## Written exercise
Convert the rows below, from the line containing "Every instance of the bird's beak" through the last line of the rows, into a JSON array of strings with one string per line, omitting blank lines.

────────────────

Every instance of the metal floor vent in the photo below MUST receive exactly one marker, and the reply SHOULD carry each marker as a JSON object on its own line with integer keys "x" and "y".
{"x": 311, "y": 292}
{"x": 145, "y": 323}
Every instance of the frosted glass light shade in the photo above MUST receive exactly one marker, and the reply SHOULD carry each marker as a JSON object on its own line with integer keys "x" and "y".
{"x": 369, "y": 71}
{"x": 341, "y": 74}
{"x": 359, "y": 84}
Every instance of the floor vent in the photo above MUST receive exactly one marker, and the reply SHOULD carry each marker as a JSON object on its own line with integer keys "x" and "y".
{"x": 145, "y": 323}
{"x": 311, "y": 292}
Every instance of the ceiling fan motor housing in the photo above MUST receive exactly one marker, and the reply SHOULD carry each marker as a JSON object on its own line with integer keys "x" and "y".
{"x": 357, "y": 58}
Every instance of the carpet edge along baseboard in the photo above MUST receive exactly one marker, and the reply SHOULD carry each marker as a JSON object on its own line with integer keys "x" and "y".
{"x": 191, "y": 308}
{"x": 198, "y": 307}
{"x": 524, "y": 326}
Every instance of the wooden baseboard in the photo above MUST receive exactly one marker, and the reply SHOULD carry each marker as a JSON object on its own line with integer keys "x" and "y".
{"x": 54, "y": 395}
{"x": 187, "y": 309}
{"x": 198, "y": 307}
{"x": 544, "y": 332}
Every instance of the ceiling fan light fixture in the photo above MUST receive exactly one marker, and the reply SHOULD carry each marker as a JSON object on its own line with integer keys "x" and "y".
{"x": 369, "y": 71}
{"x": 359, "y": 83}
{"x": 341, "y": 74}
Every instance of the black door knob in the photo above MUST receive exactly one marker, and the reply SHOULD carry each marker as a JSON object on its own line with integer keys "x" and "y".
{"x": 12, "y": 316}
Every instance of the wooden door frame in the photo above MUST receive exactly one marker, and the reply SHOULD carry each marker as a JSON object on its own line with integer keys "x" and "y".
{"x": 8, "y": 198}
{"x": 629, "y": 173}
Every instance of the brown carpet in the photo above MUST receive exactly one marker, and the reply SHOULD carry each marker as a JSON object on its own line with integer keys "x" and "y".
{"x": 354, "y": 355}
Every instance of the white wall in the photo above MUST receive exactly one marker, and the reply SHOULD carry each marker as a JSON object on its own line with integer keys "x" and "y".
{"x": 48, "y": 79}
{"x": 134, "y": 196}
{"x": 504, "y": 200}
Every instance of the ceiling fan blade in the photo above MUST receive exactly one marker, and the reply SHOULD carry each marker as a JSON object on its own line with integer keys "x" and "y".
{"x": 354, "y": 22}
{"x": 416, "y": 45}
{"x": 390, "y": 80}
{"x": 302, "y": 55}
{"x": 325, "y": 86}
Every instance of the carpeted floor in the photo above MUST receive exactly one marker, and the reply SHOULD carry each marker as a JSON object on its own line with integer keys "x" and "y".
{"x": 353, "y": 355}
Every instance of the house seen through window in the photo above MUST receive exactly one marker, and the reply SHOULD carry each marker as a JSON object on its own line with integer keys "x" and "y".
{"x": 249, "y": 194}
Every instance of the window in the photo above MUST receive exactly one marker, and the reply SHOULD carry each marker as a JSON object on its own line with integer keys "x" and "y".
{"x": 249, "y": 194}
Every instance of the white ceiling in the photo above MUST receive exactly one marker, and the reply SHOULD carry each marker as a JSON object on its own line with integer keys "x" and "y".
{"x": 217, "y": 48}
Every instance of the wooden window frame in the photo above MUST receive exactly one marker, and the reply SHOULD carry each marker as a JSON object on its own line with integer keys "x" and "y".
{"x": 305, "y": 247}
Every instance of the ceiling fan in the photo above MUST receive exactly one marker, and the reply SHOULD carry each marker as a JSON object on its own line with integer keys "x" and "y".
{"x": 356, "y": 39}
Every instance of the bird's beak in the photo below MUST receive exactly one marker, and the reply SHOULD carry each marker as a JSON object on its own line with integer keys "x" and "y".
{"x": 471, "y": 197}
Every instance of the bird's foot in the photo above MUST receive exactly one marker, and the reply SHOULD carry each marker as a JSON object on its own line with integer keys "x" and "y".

────────────────

## Response for this exercise
[
  "Every instance of the bird's beak in the photo below MUST receive exactly one marker, and the reply SHOULD carry each marker as a JSON object on its own line with integer keys \"x\" and \"y\".",
  "{\"x\": 471, \"y\": 197}",
  "Every instance of the bird's foot in the photo above MUST receive exactly one marker, and the reply SHOULD carry each marker as a JSON object on its own line with integer keys \"x\" and \"y\"."
]